- **Task**
Check each line of the material. Copy those containing "column".

- **Extracted records**
◇ ◇ ◇ ◇ ◇ ◇ ◇
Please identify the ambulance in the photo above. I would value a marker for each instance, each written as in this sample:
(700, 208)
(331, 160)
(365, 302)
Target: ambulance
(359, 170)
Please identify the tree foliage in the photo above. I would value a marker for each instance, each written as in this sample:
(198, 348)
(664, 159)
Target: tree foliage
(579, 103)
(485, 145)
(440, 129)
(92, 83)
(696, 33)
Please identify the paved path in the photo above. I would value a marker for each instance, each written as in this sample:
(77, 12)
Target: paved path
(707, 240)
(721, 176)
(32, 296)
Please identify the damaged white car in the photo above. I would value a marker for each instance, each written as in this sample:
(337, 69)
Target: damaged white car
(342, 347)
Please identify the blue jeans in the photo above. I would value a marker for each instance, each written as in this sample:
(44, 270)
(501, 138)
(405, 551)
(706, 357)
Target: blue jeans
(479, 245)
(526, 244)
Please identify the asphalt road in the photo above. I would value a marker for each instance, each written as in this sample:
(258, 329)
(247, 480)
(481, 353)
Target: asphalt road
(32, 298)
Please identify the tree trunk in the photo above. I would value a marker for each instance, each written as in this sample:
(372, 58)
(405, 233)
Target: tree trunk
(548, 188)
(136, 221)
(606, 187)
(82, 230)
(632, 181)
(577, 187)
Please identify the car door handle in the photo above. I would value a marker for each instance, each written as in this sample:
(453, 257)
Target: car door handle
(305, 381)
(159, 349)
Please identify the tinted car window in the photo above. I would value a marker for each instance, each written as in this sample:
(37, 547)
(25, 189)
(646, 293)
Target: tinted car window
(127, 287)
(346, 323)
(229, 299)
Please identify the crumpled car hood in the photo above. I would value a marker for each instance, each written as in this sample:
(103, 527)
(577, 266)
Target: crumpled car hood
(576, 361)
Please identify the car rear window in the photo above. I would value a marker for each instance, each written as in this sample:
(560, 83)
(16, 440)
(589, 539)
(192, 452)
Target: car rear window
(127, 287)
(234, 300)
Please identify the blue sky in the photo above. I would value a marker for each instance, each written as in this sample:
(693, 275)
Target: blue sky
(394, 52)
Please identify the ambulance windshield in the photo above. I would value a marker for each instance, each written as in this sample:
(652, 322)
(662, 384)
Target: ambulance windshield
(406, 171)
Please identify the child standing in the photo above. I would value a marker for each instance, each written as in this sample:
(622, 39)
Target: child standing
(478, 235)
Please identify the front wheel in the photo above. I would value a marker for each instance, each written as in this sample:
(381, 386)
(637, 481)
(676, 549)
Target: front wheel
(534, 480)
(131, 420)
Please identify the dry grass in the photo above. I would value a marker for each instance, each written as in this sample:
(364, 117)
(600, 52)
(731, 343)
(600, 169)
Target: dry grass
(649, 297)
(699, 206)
◇ ◇ ◇ ◇ ◇ ◇ ◇
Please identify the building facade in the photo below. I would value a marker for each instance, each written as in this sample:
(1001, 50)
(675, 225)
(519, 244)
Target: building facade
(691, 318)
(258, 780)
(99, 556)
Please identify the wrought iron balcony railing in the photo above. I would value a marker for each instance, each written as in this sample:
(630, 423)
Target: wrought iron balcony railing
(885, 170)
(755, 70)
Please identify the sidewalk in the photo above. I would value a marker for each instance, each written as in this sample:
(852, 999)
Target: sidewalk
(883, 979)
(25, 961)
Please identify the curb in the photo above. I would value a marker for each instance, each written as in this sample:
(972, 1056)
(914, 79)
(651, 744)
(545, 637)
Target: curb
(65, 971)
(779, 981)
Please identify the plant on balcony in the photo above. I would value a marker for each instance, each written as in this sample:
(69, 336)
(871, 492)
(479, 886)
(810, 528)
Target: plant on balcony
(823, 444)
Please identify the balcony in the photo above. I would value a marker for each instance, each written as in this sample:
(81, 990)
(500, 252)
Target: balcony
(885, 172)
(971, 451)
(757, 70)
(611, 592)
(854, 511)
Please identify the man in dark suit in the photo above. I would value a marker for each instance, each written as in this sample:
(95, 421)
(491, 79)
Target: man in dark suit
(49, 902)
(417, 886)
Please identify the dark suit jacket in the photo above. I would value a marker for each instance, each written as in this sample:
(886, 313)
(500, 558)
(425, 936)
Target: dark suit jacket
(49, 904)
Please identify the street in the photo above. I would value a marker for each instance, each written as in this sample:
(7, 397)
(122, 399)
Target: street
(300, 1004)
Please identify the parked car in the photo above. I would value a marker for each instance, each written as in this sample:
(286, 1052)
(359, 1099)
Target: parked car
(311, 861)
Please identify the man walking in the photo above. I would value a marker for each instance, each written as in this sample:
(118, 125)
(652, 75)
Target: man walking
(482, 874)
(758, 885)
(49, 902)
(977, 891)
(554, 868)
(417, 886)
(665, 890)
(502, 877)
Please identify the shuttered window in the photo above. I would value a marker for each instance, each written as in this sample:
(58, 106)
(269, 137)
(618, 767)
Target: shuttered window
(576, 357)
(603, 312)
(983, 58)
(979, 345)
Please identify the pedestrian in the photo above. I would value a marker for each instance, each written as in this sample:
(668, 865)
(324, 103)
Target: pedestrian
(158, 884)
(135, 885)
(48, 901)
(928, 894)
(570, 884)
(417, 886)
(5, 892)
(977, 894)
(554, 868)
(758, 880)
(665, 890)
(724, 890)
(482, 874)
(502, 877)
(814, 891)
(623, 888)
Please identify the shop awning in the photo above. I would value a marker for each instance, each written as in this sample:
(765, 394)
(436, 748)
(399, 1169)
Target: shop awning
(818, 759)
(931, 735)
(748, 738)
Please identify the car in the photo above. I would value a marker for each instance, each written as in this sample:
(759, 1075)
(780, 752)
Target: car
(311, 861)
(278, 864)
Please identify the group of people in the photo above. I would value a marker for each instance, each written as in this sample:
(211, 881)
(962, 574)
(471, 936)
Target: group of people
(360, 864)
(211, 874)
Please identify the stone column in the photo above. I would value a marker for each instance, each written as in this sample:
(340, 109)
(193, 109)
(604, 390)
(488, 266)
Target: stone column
◇ ◇ ◇ ◇ ◇ ◇ ◇
- **Response for this exercise**
Please identify the stone column in the photo above. I would value a marker for each instance, each written as in this sample:
Target: stone column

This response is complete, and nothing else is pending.